Material shown
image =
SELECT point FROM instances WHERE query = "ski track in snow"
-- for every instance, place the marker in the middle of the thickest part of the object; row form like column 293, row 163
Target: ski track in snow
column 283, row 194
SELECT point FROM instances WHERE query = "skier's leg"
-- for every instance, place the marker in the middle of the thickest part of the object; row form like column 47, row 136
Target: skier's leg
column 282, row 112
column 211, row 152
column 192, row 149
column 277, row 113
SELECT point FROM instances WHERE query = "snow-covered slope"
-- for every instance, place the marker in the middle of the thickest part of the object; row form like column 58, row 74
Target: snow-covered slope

==

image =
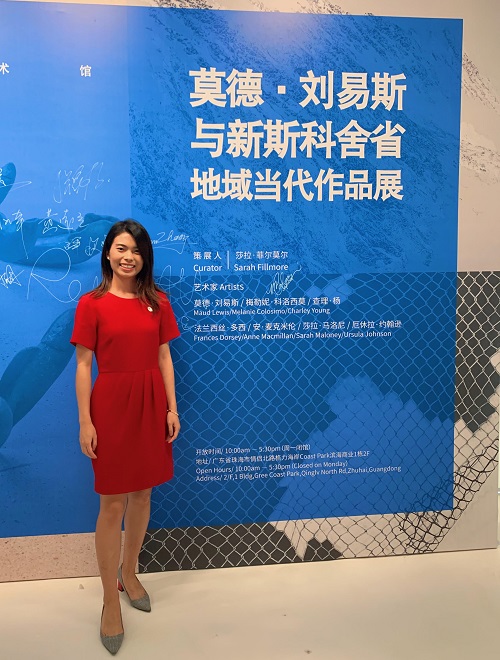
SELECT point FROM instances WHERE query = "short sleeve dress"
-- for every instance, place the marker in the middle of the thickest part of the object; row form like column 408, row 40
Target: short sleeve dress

--

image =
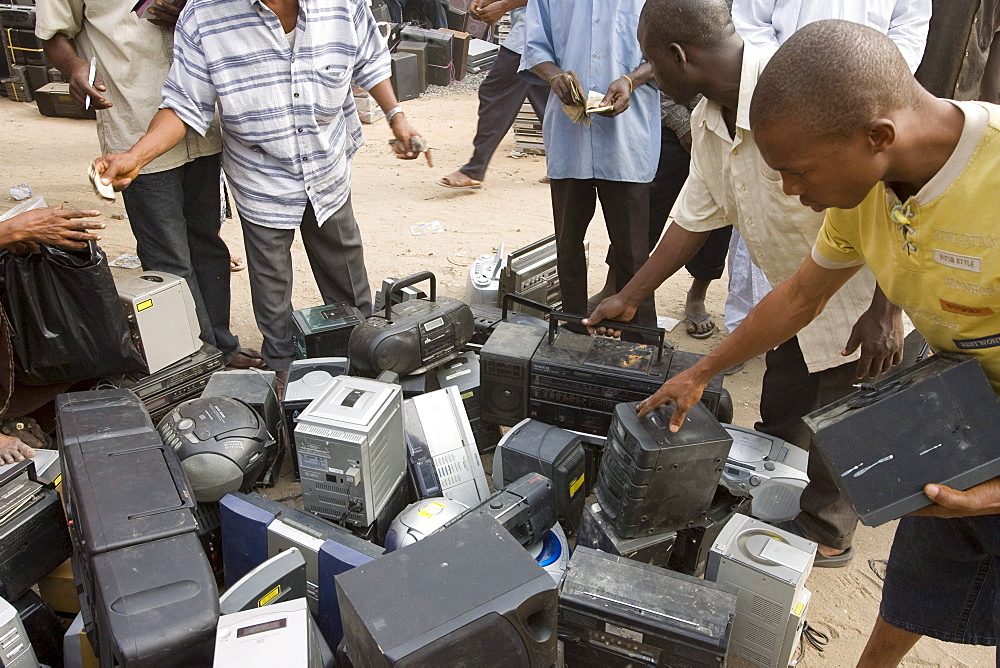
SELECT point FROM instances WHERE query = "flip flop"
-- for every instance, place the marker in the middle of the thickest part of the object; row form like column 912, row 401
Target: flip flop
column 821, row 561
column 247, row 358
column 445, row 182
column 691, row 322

Work instructions
Collect every line of the records that contains the word "like".

Response for this exercise
-- for every instance, place the marker in the middle of the thickest part of the object; row form like column 293, row 163
-- for every instance, place the marker in the middle of the thickest part of the object; row form like column 47, row 136
-- for every instance, place the marker in the middle of the thickest part of the object; row form like column 58, row 74
-- for every instance, place the marker in the middle of the thickest part of the object; row form like column 408, row 40
-- for every instance, place the marker in the middle of the thickest part of the object; row form like column 912, row 401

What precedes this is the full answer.